[Items from a dataset]
------

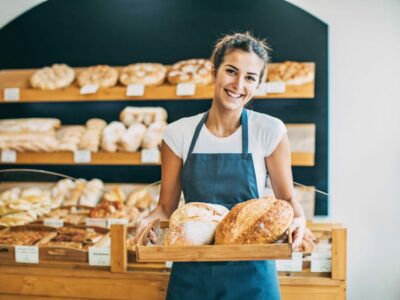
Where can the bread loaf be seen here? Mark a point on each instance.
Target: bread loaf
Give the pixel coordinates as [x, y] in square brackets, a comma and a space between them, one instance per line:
[255, 221]
[194, 224]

------

▸ Goal
Pull every line of text from the records above and reproduce each one word for word, leaving the pictures out.

▸ Reply
Where can the bread loaf be seen here? Mark a point on each instance.
Target: bread loaf
Give the pixel coordinates as [x, y] in square brackets, a comma and a space between them, one instance per line:
[255, 221]
[194, 224]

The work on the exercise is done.